WHAT NEEDS TO BE DONE →
Lay out the material below as a two-column CSV with the headers "label_request" and "points". Give one row per request, put its text and its answer each in a single quoted field, and replace any line breaks with spaces.
##############################
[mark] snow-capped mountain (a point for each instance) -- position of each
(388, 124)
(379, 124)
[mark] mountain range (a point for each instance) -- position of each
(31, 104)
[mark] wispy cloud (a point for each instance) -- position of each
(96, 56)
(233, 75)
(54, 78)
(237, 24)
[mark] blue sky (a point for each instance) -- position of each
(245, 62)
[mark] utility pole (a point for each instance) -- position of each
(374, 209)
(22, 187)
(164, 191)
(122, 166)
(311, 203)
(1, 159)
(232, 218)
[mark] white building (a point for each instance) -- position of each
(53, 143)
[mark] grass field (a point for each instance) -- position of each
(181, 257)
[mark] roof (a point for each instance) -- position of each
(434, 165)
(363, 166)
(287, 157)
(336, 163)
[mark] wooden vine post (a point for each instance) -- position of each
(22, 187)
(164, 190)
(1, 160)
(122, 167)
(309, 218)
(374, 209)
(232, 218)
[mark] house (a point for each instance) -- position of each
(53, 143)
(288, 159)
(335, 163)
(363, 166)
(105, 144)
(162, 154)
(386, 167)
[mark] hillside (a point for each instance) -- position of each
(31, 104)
##############################
SOLUTION TO THE EXERCISE →
label_request,points
"[mark] snow-capped mountain (a point for each instance) -- position of each","(388, 124) (379, 124)"
"[mark] mountain range (a point for each instance) -- position of each","(31, 104)"
"[mark] wispy cloud (a point for each instance) -- position of each","(96, 56) (233, 75) (54, 78) (237, 24)"
"[mark] blue sky (a point for each instance) -- position of each","(245, 62)"
"[mark] utility pole (a point for each instance) -- position of each","(374, 209) (22, 187) (164, 191) (122, 166) (311, 203) (1, 159) (232, 218)"
"[mark] white building (a point for each instance) -- position of each","(53, 143)"
"[mark] grass field (a point for each instance) -- position of each","(181, 257)"
"[mark] roof (a point for each instance) -- position of each","(434, 165) (363, 166) (287, 157) (336, 163)"
"[mark] wooden vine post (a point for each instance) -- position of each","(22, 187) (164, 190) (1, 160) (122, 167) (309, 218) (374, 209) (232, 218)"
"[mark] house (a point for each instance) -- position of each","(53, 143) (288, 159) (335, 163) (363, 166) (105, 144) (162, 154) (386, 167)"
"[mark] hillside (a point for each instance) -- position of each","(31, 104)"